-- Begin SOURCE PASSAGE --
- Participating broadcaster: Spanish International Network (SIN)
- Country: United States
- Selection process: IX Festival Nacional de la Canción SIN – Camino a la OTI
- Selection date: 17 October 1986

Competing entry
- Song: "Todos"
- Artist: Dámaris Carbaugh, Miguel Ángel Guerra [es], and Eduardo Fabián
- Songwriter: Vilma Planas

Placement
- Final result: 1st

Participation chronology
| ◄1985 • | 1986 | • 1987► |

= United States in the OTI Festival 1986 =

The United States was represented at the OTI Festival 1986 with the song "Todos", written by Vilma Planas, and performed by Dámaris Carbaugh, Miguel Ángel Guerra, and Eduardo Fabián. The participating broadcaster representing the country, the Spanish International Network (SIN), selected its entry through a national televised competition. The song, that was performed in position 18, placed first out of 20 competing entries, winning the festival. This was the first entry from the United States to win the OTI Festival.

== National stage ==
The Spanish International Network (SIN) held a national televised competition to select its entry for the 15th edition of the OTI Festival. This was the ninth edition of the Festival Nacional de la Canción SIN – Camino a la OTI. In the final, each song represented a SIN affiliate, each of which had selected its entry through a local pre-selection.

Jorge Baglietto, who placed third in the New York pre-selection as part of Dúo Fronteras, and Vilma Planas who wrote the winning song, had already represented the United States in 1983 as singer and songwriter respectively; with Planas also representing the United States in 1981.
-- End SOURCE PASSAGE --
-- Begin DATA SHOWN --
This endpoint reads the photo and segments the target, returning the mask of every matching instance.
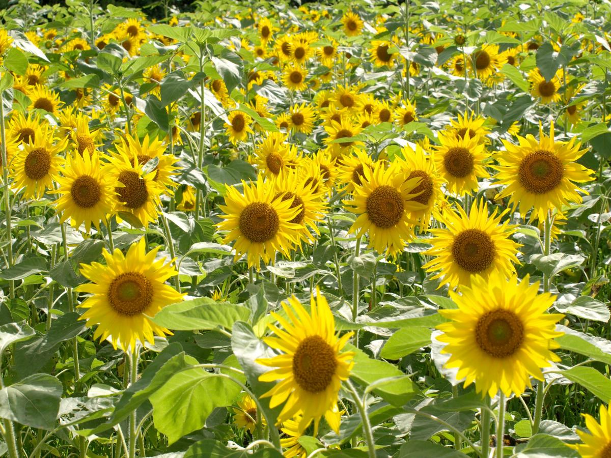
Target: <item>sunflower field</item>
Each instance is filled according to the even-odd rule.
[[[611,458],[611,3],[188,10],[0,10],[0,456]]]

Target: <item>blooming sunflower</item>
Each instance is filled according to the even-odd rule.
[[[577,434],[584,443],[568,444],[582,458],[607,458],[611,454],[611,410],[601,405],[599,412],[600,423],[591,415],[582,413],[590,433],[577,429]]]
[[[235,241],[235,260],[246,254],[249,267],[260,269],[260,260],[269,263],[277,251],[288,256],[300,227],[291,220],[299,209],[291,208],[291,200],[275,202],[273,185],[263,181],[260,175],[255,182],[243,181],[243,192],[235,186],[227,188],[225,205],[219,206],[225,213],[218,223],[220,230],[229,231],[224,243]]]
[[[286,140],[285,134],[269,132],[263,141],[255,145],[255,164],[266,176],[280,175],[287,168],[296,166],[297,149],[285,143]]]
[[[531,387],[530,377],[543,380],[541,368],[560,359],[551,350],[560,346],[554,338],[563,315],[547,313],[555,297],[538,294],[539,283],[529,285],[528,274],[519,283],[503,272],[489,278],[476,277],[462,294],[450,292],[458,308],[440,310],[451,321],[437,325],[437,337],[447,344],[448,368],[458,368],[464,386],[475,382],[475,390],[491,397],[500,390],[509,396],[522,394]]]
[[[433,247],[425,253],[434,257],[422,266],[428,272],[441,270],[431,279],[443,277],[439,287],[448,284],[452,288],[468,286],[474,277],[488,278],[496,272],[505,277],[515,274],[513,263],[519,262],[516,255],[520,245],[510,237],[516,227],[508,220],[500,222],[508,211],[497,216],[495,209],[489,216],[488,204],[482,201],[471,207],[469,215],[460,206],[458,213],[440,212],[437,219],[445,228],[429,230],[434,237],[428,243]]]
[[[342,17],[342,23],[343,24],[343,31],[348,37],[356,37],[360,35],[363,29],[363,20],[359,15],[351,11],[347,11]]]
[[[440,132],[434,146],[437,172],[448,183],[448,189],[456,194],[470,194],[478,188],[477,179],[488,178],[484,161],[488,156],[483,144],[478,144],[477,137],[471,138],[466,133],[463,138]]]
[[[312,133],[316,115],[311,106],[306,105],[305,102],[301,105],[293,105],[290,108],[290,115],[289,126],[291,129],[304,134]]]
[[[53,180],[64,161],[59,153],[66,149],[67,144],[66,140],[55,138],[48,125],[38,126],[34,139],[23,145],[23,150],[16,152],[10,163],[13,188],[25,188],[26,198],[41,198],[45,189],[53,187]]]
[[[100,230],[100,222],[111,213],[115,192],[108,175],[104,173],[97,153],[93,154],[68,154],[62,176],[57,179],[60,194],[54,202],[60,222],[68,218],[77,229],[83,223],[89,232],[92,223]]]
[[[294,296],[282,307],[288,319],[274,311],[271,315],[284,329],[268,325],[277,336],[265,337],[263,341],[282,354],[257,360],[258,364],[276,368],[260,376],[260,381],[282,381],[263,397],[271,398],[272,409],[286,401],[278,415],[279,423],[301,413],[297,431],[303,432],[313,420],[316,435],[324,416],[329,426],[338,432],[337,396],[342,380],[350,376],[354,356],[353,352],[342,349],[353,333],[341,338],[335,334],[333,314],[318,288],[316,298],[310,296],[309,313]]]
[[[59,114],[59,107],[64,104],[60,101],[57,93],[40,84],[37,84],[30,89],[27,96],[32,102],[27,109],[45,110],[56,116]]]
[[[530,93],[533,97],[538,97],[543,103],[557,102],[560,100],[558,90],[562,85],[562,73],[558,70],[549,81],[539,73],[538,68],[535,68],[529,73],[530,81]]]
[[[343,201],[359,214],[348,232],[359,237],[367,233],[369,247],[394,256],[414,237],[416,222],[409,219],[408,212],[424,208],[412,200],[417,197],[414,190],[420,178],[406,180],[396,165],[387,169],[384,161],[376,162],[373,168],[365,167],[363,172],[361,184],[354,184],[354,200]]]
[[[166,305],[182,300],[183,294],[166,281],[178,272],[165,258],[155,260],[161,245],[145,252],[144,238],[132,244],[123,255],[116,249],[112,255],[104,249],[106,261],[81,264],[83,277],[93,283],[80,285],[76,291],[89,293],[79,305],[87,309],[79,319],[86,326],[97,324],[93,338],[100,340],[111,336],[112,346],[127,351],[136,348],[136,341],[154,343],[154,335],[171,334],[148,318]]]
[[[425,206],[419,210],[408,211],[408,216],[411,219],[420,222],[420,229],[428,228],[431,220],[431,213],[438,200],[444,198],[441,191],[442,181],[437,170],[433,158],[427,156],[420,145],[416,145],[415,151],[410,147],[404,147],[401,150],[403,158],[395,156],[395,162],[405,173],[406,179],[410,180],[419,177],[420,183],[412,191],[417,195],[411,200]]]
[[[497,198],[509,196],[510,204],[519,206],[522,216],[533,208],[530,220],[543,219],[550,208],[562,211],[565,204],[581,202],[577,192],[587,192],[573,182],[590,181],[594,173],[575,162],[587,149],[580,150],[581,144],[576,145],[574,137],[568,142],[554,141],[553,122],[549,136],[541,125],[539,136],[537,140],[530,134],[525,138],[518,136],[519,145],[503,140],[507,150],[496,154],[499,165],[494,167],[499,183],[507,186]]]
-- End DATA SHOWN --
SET EXERCISE
Reproduce word for word the passage of the article on the United States at the OTI Festival 1986 that begins with the words "Jorge Baglietto, who" and stops after the words "States in 1981.".

SOLUTION FOR THIS EXERCISE
Jorge Baglietto, who placed third in the New York pre-selection as part of Dúo Fronteras, and Vilma Planas who wrote the winning song, had already represented the United States in 1983 as singer and songwriter respectively; with Planas also representing the United States in 1981.